* [本文]:

==================================================

奥にあるテーブル席はいつのまにか僕らが癒される所定席となった。ある時からそこに古いヨーロッパのタイプライターが置かれはじめた。なぜそれが置かれたかマスターに聞いたことはないが彼独特の洒落センスの回答であろうと察した。ぼくらはマスターには殆ど質問をしたことがない。マスターの発する背中や眼差しが普段の滑稽な雰囲気とはまるで違う「何か」を感じていたからである。その「何か」とはまるで晴れ間にかかる雲のようなもので一瞬現れては消えるアレである。私たちはマスターの人格に夢中になる一方、その時折現れる「雲」の話にも時折話しが弾んだものである。それは決して不純な話ではなく常に敬虔な気持ちからである。

==================================================

保存済みの項目:
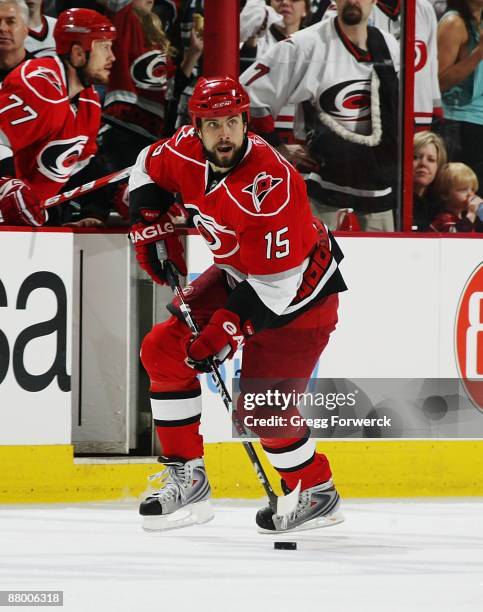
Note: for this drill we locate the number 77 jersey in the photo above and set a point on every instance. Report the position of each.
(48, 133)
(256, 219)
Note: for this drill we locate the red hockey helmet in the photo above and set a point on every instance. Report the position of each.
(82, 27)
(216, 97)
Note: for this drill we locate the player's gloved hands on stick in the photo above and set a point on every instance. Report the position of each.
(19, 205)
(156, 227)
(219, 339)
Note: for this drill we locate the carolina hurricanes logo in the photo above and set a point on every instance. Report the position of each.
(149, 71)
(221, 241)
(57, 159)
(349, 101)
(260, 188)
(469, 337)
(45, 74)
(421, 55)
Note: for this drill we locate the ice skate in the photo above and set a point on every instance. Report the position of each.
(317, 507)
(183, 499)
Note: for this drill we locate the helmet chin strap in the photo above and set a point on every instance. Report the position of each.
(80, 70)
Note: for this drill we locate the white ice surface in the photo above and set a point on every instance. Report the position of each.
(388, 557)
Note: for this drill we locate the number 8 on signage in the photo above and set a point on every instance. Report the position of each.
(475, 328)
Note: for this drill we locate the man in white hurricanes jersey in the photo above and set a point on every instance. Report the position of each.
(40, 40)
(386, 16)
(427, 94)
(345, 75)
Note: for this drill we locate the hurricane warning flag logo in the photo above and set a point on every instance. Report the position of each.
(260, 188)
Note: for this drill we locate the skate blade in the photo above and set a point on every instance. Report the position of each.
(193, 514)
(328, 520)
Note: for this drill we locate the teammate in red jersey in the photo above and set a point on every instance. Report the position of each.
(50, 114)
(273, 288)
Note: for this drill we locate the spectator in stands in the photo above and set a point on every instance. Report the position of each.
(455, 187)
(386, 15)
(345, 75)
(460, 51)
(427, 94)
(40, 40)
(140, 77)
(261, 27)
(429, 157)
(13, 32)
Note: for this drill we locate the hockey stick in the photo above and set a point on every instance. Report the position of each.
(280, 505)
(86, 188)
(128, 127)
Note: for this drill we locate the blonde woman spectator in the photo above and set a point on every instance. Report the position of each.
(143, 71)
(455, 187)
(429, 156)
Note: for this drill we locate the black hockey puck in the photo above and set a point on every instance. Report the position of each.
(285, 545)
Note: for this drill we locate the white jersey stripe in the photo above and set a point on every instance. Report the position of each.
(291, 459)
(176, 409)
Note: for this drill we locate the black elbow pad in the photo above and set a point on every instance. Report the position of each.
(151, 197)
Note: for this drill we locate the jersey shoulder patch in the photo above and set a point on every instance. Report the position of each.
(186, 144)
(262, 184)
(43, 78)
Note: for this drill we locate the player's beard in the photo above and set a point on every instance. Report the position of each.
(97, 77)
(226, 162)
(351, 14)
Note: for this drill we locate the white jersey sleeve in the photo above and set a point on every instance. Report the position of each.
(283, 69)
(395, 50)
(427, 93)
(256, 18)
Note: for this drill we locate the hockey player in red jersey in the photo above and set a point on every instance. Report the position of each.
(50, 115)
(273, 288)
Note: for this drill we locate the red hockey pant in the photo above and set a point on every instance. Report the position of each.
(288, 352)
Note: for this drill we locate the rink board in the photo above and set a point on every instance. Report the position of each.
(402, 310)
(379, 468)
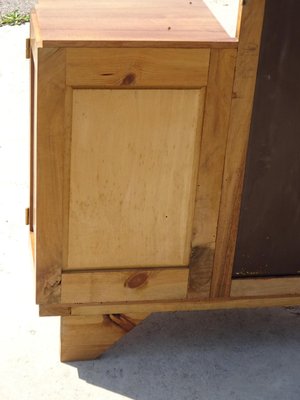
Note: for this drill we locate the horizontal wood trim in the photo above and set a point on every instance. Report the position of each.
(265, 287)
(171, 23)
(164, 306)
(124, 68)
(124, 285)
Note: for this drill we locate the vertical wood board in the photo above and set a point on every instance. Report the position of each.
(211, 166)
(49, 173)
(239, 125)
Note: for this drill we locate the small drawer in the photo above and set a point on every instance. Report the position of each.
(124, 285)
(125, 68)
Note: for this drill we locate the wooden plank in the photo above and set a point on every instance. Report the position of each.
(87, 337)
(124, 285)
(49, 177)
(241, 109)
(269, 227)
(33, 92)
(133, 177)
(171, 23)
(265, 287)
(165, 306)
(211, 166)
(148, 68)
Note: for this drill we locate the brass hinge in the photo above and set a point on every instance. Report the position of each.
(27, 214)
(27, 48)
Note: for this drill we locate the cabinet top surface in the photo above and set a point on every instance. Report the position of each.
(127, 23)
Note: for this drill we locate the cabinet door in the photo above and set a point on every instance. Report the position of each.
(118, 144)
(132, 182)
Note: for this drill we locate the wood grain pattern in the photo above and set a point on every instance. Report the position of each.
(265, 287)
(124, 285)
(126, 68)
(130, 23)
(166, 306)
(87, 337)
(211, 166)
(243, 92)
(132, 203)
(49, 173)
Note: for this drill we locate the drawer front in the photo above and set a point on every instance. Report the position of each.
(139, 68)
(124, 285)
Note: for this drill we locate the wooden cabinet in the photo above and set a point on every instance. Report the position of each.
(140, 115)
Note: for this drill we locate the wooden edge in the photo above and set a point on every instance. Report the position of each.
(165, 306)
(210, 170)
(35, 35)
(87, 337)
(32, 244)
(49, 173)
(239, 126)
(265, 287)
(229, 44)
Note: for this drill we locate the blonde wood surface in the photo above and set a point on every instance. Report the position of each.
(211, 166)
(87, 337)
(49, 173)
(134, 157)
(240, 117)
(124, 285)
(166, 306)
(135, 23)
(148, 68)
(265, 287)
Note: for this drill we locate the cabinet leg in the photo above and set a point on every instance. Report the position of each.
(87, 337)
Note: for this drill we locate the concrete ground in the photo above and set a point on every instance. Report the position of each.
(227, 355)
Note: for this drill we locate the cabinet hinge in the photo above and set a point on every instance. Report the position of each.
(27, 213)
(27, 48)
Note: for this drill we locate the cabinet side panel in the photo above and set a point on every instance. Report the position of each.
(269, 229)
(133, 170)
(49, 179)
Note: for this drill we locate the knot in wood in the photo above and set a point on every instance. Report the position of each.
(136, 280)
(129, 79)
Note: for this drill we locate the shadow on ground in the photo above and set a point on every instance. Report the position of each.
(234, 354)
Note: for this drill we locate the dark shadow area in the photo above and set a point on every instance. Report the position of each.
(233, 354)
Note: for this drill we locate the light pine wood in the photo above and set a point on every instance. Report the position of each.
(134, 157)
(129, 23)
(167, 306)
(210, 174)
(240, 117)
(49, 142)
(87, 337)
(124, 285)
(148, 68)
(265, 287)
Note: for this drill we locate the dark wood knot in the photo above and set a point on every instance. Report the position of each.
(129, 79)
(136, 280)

==================================================

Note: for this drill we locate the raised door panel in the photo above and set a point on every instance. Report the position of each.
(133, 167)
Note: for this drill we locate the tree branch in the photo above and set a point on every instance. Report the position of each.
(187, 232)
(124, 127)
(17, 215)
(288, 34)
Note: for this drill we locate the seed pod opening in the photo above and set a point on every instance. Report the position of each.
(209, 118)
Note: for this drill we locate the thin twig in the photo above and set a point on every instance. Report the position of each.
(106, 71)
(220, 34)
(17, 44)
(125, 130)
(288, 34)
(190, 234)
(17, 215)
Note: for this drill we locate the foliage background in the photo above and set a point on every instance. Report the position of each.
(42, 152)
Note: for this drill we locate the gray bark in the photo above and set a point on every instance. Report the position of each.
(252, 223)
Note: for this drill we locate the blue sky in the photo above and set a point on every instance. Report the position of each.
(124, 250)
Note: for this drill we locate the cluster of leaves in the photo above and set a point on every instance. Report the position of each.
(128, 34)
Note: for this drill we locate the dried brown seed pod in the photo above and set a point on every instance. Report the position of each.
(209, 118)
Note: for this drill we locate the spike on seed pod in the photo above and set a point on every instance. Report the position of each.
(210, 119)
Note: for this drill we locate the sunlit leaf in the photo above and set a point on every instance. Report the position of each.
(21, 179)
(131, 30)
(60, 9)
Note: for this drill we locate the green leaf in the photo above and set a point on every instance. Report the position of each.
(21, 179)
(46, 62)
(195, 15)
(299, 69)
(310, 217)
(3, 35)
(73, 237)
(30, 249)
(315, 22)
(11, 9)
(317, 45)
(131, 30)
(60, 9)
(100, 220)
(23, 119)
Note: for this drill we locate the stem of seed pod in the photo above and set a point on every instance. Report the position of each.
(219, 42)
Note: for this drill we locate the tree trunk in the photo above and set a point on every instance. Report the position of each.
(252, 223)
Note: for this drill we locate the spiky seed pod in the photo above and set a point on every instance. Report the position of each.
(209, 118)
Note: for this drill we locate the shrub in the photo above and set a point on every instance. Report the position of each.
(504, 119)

==================================================

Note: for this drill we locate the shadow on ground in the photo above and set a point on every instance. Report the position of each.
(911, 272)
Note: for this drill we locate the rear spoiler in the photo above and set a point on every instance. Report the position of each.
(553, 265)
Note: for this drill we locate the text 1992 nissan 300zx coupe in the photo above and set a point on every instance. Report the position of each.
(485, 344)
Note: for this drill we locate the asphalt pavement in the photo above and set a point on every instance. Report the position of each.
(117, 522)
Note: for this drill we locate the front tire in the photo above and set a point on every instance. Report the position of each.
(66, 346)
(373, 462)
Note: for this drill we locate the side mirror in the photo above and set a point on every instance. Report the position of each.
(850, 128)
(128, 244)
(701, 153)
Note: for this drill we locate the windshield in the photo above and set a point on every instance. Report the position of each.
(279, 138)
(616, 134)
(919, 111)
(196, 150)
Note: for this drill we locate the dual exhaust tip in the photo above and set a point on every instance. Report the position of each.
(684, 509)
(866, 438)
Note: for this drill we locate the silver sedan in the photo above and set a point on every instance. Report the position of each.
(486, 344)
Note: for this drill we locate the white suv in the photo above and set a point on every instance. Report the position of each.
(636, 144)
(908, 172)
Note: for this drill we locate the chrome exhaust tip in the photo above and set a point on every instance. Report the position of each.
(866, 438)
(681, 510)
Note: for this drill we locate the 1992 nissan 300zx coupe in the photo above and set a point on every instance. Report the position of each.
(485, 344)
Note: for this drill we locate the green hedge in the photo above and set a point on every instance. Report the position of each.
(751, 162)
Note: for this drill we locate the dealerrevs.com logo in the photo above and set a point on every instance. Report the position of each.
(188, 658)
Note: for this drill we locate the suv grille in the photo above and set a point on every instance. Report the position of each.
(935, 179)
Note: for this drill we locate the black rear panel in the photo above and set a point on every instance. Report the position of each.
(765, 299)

==================================================

* [課題 1]: 本文で、「ぼくら」がマスターにほとんど質問をしなかったのはなぜか。1〜3文で説明してください。
* [課題 2]: 本文の「奥にあるテーブル席はいつのま」から「常に敬虔な気持ちからである。」までを、「常に敬虔な気持ちからである。」も含めて一字も変えずに書き写せ。

* [解答例 1]: マスターの背中や眼差しから、普段の滑稽な雰囲気とはまるで違う「何か」を感じていたからである。その「何か」は、晴れ間にかかる雲のように一瞬現れては消えるものだった。

* [解答例 2]:
奥にあるテーブル席はいつのまにか僕らが癒される所定席となった。ある時からそこに古いヨーロッパのタイプライターが置かれはじめた。なぜそれが置かれたかマスターに聞いたことはないが彼独特の洒落センスの回答であろうと察した。ぼくらはマスターには殆ど質問をしたことがない。マスターの発する背中や眼差しが普段の滑稽な雰囲気とはまるで違う「何か」を感じていたからである。その「何か」とはまるで晴れ間にかかる雲のようなもので一瞬現れては消えるアレである。私たちはマスターの人格に夢中になる一方、その時折現れる「雲」の話にも時折話しが弾んだものである。それは決して不純な話ではなく常に敬虔な気持ちからである。